● WRITTEN PROBLEM:
Rewrite all of the data below, replacing "single point" with "one point" wherever it occurs and leaving everything else unchanged.

● Location labeling records:
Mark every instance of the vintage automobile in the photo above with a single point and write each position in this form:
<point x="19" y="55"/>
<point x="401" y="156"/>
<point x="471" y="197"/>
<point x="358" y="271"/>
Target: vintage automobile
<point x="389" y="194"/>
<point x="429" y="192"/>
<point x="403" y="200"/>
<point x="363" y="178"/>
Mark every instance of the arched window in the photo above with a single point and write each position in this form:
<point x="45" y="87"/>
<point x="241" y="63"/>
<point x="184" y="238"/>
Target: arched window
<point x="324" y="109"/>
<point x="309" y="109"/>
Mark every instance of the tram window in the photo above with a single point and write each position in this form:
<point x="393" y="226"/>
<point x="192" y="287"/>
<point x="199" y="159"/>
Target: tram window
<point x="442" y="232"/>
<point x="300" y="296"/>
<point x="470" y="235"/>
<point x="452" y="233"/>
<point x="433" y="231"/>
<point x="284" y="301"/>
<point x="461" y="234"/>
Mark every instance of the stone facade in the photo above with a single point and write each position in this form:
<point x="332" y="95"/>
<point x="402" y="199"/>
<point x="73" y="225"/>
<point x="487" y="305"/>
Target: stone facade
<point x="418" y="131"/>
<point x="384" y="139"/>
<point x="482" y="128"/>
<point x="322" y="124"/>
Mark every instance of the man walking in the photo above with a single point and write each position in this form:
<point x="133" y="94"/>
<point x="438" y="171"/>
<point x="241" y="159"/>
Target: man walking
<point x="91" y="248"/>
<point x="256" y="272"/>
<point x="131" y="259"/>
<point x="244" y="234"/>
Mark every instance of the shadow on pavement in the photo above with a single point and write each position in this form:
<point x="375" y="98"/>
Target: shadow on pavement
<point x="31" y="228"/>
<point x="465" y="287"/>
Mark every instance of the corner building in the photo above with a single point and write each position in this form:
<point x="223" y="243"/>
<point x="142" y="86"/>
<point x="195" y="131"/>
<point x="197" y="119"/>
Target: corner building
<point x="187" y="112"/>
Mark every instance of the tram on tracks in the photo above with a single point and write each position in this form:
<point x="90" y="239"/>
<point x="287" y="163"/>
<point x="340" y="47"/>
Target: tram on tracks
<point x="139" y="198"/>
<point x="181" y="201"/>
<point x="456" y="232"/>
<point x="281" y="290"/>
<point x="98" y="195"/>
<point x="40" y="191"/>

● ANSWER TO THE TASK:
Mark every instance of the vintage automobile in the photo above with a one point and write each position in this form:
<point x="19" y="55"/>
<point x="401" y="156"/>
<point x="471" y="197"/>
<point x="358" y="271"/>
Target: vintage automobile
<point x="389" y="194"/>
<point x="429" y="192"/>
<point x="403" y="200"/>
<point x="363" y="178"/>
Mark every instance of the arched window in the photo above with a one point and write each position in this form:
<point x="45" y="87"/>
<point x="241" y="63"/>
<point x="184" y="238"/>
Target: arched window
<point x="324" y="109"/>
<point x="309" y="109"/>
Mark every instance of the tram window in the photo above with a one point and write each position in this form:
<point x="393" y="226"/>
<point x="192" y="287"/>
<point x="199" y="159"/>
Target: tram window
<point x="442" y="232"/>
<point x="300" y="296"/>
<point x="470" y="235"/>
<point x="452" y="233"/>
<point x="433" y="231"/>
<point x="284" y="301"/>
<point x="461" y="234"/>
Mark every instance of the stone facade in the photo above with a one point and write each position in this form:
<point x="332" y="95"/>
<point x="402" y="199"/>
<point x="73" y="225"/>
<point x="487" y="305"/>
Target: stone facade
<point x="418" y="131"/>
<point x="384" y="139"/>
<point x="482" y="128"/>
<point x="322" y="124"/>
Mark every instance of the man walking in the photo above with a one point and write each position in this form:
<point x="133" y="94"/>
<point x="438" y="171"/>
<point x="241" y="159"/>
Target: man walking
<point x="91" y="248"/>
<point x="256" y="272"/>
<point x="131" y="259"/>
<point x="244" y="234"/>
Mark every instance of the shadow on pavement in the photo above with a one point and write each position in this form:
<point x="375" y="98"/>
Target: shadow on pavement
<point x="31" y="228"/>
<point x="465" y="287"/>
Mark every instance of the corner building in the photo above with a one point and write each position in this form:
<point x="223" y="243"/>
<point x="142" y="86"/>
<point x="195" y="131"/>
<point x="197" y="119"/>
Target: corner building
<point x="187" y="112"/>
Mark every instance of the tram on tracks in the photo above with a one point and write each position in this form:
<point x="90" y="239"/>
<point x="287" y="163"/>
<point x="340" y="47"/>
Target: tram on tracks
<point x="139" y="198"/>
<point x="181" y="201"/>
<point x="456" y="232"/>
<point x="281" y="290"/>
<point x="98" y="195"/>
<point x="40" y="191"/>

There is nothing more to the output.